▶

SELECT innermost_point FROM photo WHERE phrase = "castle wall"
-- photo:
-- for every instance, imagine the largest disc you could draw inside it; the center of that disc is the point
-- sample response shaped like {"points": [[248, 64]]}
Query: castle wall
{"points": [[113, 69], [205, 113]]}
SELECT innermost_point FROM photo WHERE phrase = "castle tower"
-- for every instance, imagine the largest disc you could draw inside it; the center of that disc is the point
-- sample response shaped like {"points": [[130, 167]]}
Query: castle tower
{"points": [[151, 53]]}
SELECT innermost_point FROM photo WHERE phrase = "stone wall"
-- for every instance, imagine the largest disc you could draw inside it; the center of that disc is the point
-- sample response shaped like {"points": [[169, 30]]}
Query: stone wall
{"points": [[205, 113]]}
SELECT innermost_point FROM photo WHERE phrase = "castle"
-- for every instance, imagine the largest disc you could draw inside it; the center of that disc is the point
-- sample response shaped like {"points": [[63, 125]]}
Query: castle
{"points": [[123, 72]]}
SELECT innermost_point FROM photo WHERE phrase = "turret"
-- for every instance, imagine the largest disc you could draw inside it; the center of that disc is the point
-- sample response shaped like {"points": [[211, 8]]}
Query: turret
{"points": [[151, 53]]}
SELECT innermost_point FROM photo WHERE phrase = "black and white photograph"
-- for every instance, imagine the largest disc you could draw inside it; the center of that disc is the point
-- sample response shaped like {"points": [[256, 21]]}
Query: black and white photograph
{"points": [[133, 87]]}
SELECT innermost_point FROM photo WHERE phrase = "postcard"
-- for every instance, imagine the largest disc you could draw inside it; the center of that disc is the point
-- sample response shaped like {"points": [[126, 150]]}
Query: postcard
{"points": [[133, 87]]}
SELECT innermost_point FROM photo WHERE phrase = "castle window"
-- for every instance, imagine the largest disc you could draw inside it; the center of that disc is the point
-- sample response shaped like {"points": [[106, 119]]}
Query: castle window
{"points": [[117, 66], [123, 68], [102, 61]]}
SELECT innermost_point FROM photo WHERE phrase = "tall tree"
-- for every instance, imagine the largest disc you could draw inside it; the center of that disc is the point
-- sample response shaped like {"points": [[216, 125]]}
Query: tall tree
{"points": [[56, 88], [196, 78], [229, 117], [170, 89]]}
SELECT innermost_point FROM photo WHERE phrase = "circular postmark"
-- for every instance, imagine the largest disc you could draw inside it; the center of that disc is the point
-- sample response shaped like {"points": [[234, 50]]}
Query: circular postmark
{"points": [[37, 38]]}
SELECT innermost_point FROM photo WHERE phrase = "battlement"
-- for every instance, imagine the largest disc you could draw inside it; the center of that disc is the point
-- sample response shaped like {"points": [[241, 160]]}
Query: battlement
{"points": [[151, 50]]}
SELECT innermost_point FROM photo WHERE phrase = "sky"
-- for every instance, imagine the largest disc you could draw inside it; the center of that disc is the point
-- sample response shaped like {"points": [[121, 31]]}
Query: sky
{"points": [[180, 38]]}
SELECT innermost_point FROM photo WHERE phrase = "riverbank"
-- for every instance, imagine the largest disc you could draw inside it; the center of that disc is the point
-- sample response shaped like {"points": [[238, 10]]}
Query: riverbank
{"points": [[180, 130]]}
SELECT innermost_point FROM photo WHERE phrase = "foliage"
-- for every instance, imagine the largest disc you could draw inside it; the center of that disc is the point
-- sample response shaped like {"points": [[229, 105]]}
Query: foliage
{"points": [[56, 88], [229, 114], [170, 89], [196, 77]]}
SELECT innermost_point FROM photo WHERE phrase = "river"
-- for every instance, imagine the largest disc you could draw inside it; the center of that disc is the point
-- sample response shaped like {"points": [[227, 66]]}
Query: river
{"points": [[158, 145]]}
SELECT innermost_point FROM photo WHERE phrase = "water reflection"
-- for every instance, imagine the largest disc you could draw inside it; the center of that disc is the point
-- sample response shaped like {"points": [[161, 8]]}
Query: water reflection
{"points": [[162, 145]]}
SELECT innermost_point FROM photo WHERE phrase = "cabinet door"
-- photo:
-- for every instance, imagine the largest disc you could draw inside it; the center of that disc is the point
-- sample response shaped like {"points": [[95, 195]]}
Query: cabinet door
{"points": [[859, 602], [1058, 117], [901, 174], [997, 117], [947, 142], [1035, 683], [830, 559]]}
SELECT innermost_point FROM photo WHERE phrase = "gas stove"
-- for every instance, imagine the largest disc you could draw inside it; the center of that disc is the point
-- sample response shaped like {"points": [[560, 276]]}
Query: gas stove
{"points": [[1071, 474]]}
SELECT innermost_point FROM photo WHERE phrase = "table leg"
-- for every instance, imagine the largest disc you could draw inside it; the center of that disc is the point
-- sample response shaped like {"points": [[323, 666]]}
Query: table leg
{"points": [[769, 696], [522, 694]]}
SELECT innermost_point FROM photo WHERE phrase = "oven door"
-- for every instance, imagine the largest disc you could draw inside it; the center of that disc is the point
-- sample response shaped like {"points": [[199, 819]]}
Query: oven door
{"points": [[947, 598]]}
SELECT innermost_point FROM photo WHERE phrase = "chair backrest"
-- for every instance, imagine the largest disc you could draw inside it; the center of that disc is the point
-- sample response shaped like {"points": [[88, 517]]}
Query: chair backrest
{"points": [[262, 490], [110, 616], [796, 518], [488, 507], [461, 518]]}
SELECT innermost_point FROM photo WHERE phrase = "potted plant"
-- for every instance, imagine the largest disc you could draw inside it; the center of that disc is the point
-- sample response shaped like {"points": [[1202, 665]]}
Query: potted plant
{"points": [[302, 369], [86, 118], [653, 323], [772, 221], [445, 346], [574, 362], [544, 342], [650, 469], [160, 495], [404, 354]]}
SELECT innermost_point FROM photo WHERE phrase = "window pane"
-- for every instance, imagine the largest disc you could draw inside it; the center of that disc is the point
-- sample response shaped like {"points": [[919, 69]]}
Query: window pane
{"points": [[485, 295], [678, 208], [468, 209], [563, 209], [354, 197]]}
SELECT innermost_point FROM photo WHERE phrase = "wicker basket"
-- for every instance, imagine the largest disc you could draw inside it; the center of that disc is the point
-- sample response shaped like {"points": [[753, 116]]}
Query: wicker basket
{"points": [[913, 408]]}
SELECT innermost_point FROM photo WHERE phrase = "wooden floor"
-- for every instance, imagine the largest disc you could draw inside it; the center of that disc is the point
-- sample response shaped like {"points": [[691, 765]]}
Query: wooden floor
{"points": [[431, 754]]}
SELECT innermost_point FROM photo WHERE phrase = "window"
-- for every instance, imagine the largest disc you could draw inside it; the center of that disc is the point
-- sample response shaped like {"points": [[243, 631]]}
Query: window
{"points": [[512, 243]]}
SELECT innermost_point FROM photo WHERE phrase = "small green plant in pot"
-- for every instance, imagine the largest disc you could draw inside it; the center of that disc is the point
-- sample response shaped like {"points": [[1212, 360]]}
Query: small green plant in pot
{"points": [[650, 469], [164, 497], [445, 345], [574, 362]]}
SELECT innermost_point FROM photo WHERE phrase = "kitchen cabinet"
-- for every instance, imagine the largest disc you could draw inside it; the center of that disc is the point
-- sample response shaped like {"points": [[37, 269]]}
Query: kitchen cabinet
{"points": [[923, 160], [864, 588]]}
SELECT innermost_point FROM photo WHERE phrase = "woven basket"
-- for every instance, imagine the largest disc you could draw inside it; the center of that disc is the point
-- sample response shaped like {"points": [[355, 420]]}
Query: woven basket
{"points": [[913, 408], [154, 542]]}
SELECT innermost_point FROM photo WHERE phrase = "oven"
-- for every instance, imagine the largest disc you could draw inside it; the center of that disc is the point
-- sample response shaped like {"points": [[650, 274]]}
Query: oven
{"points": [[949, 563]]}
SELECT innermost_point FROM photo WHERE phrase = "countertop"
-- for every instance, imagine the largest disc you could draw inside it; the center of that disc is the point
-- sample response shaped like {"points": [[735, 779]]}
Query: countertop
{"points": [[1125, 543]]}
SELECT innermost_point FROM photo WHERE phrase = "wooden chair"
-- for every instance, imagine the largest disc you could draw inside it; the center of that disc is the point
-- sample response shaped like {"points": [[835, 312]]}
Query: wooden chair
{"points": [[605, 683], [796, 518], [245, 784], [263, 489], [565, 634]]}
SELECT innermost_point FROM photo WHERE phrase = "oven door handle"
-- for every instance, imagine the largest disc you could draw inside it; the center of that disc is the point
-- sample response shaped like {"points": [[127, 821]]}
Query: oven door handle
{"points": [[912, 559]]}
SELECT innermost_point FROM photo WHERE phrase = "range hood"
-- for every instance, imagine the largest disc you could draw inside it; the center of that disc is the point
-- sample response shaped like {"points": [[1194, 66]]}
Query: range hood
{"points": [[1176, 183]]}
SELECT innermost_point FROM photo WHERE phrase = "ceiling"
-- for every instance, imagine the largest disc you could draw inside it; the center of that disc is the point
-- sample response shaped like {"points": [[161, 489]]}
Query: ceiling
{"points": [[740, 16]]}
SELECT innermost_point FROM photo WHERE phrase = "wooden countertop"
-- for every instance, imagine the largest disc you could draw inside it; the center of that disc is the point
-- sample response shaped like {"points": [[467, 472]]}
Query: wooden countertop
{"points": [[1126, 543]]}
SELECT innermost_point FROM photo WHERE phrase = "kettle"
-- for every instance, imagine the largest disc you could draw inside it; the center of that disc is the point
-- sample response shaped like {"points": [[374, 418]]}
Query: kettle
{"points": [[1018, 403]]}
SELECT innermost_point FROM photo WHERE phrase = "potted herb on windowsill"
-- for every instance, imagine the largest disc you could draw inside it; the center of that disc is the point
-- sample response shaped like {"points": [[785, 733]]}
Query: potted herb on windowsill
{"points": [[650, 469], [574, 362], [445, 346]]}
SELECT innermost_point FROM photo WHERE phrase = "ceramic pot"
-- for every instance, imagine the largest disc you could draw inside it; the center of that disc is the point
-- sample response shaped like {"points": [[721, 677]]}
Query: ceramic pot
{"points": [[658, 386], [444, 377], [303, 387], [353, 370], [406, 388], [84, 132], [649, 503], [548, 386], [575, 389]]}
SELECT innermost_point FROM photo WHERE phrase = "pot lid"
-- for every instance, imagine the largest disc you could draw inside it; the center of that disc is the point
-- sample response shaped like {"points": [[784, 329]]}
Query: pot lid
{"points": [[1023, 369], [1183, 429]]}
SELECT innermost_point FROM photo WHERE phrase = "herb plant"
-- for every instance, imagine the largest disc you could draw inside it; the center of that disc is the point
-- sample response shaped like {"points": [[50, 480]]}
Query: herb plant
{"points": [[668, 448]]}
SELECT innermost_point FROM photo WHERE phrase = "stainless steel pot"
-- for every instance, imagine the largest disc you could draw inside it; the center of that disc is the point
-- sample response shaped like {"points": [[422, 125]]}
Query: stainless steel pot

◀

## Problem statement
For the string "steel", go through the entries above and copy each line where it occurs.

## Problem solution
SELECT innermost_point FROM photo WHERE phrase = "stainless steel pot"
Query: stainless steel pot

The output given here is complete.